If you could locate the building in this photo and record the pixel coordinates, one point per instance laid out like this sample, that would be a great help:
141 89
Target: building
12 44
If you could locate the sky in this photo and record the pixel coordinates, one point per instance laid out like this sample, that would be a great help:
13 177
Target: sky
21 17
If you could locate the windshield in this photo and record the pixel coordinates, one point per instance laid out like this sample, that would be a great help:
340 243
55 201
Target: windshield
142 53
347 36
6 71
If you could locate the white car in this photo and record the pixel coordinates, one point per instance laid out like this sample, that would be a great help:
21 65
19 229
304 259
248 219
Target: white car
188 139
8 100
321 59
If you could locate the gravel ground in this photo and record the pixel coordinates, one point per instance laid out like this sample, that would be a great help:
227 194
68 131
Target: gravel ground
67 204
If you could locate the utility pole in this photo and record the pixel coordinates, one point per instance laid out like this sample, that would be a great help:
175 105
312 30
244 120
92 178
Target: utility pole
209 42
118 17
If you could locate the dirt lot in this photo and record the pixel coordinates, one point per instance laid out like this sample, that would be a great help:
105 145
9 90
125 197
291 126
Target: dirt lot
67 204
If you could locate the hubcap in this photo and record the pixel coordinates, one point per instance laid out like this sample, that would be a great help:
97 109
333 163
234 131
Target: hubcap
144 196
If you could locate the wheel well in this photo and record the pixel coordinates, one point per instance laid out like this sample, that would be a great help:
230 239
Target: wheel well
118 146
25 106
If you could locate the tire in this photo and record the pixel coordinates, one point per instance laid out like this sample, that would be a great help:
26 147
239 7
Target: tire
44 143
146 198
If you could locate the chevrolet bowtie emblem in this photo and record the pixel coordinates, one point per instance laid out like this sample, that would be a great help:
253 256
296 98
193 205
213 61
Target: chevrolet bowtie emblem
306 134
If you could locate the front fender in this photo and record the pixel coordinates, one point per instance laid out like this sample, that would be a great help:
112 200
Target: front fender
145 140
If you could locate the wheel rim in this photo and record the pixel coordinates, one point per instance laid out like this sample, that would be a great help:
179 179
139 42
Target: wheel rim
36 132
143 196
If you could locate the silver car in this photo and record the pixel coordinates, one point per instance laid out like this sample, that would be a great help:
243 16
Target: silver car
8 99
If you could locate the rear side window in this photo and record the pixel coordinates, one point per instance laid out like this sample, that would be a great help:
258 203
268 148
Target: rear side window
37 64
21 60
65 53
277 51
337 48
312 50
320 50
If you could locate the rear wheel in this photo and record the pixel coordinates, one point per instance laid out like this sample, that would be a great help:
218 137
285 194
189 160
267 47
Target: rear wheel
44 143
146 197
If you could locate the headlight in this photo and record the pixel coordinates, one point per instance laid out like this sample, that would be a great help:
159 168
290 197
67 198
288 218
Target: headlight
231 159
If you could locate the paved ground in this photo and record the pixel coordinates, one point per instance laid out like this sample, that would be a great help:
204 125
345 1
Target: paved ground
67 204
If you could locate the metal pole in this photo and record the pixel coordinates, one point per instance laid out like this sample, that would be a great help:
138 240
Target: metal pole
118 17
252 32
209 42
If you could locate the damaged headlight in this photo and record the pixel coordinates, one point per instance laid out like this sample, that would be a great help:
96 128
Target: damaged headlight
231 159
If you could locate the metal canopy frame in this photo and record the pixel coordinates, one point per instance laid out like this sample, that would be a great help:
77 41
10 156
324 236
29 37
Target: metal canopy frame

§ Task prompt:
Repeat the records above in full, word for word.

§ Response below:
If you could locate the building in this photo and record the pixel coordinates, one point per instance laid out like this sample, that would be a great help:
141 89
Target: building
12 44
If you could locate the sky in this photo and record the pixel coordinates, one point per instance laid out like this sample, that would be a great help:
13 177
Target: sky
21 17
If you could locate the windshield in this photo and record the pixel coordinates, one point per instance laid out like this sample, that would be a great help:
340 243
55 201
Target: windshield
142 53
347 36
6 71
If you could locate the white car in this photo and record the pixel coordinates, one point per instance laid out like this sample, that would be a great help:
21 65
19 229
304 259
248 219
Target: white car
188 139
8 100
321 59
If you could locate the gravel ground in this photo and record the pixel coordinates, one point per instance laid out like this sample, that would be a great help:
227 194
68 131
Target: gravel ground
67 204
If you could locate the utility pole in this photo and record the pixel coordinates, one point per instance laid out like this sample, that would be a great help:
175 105
312 30
244 120
92 178
Target: utility pole
209 42
118 17
If you could locate the dirt lot in this photo and record the pixel coordinates, one point per instance laid out like this sample, that would be a great help:
105 145
9 90
125 197
291 126
Target: dirt lot
67 204
If you could locate the hubcap in this photo and record the pixel coordinates, one point per instance laid out like this sample, that would be a great help:
97 109
333 163
234 131
Target: hubcap
144 196
If you could locate the wheel well in this photo and record the pixel coordinates, one point per instance laid out like this sample, that would be a great help:
230 239
Target: wheel well
118 146
25 106
If you could locate the tire in this photo and record the pixel coordinates, one point per instance laid out like this sample, that would be a great help:
26 147
239 7
Target: tire
44 143
146 198
If you could locate the chevrolet bowtie emblem in this photo and record the pixel coordinates, one point per instance laid out like this sample, that would be a great help:
253 256
296 98
193 205
213 61
Target: chevrolet bowtie emblem
306 134
If you could locate the front fender in this photo and record the pixel coordinates, one point per instance laid out like this sample, that would be a great help:
112 200
Target: front fender
145 140
If you could locate the wheel rim in this photo and record the pixel coordinates, one point per instance laid out like this sample, that would be a great help:
179 179
139 42
Target: wheel rim
36 132
143 196
If you could locate the silver car in this photo and record the pixel coordinates, one point per instance laid out like this sample, that would be a great help:
243 16
Target: silver car
8 99
If you could locate the rear side window in this photo and record the pixel coordinates, one point per instance laid out like this sample, that would be a great help:
258 203
268 148
Target: rear side window
37 64
21 60
65 53
277 51
337 48
312 50
320 50
If you could locate the rear wheel in this photo and record the pixel coordinates, one point per instance laid out like this sample, that would be a great help:
218 137
285 194
189 160
267 47
Target: rear wheel
44 143
146 197
If you could locate the headlight in this photo and record the pixel coordinates, one point per instance laid out like this sample, that would be a great help:
159 168
290 197
67 198
288 218
Target: headlight
231 159
If you could locate the paved ground in this photo and record the pixel coordinates, one point per instance laid out like this sample, that would be a great help:
204 125
345 1
Target: paved ground
67 204
If you could locate the metal pole in this photo and record the pixel coordinates, one point per instance laid out like this sample, that would be a great help:
138 240
Target: metal pole
118 17
252 32
209 42
If you could locate the damaged headlight in this photo and record the pixel coordinates, one point per instance laid out like this sample, that would be a great help:
96 128
Target: damaged headlight
231 159
If you could locate the metal canopy frame in this photo and record the pixel coordinates, one point per instance laid out like this sample, that would be a great help:
77 41
10 156
324 236
29 37
Target: metal canopy frame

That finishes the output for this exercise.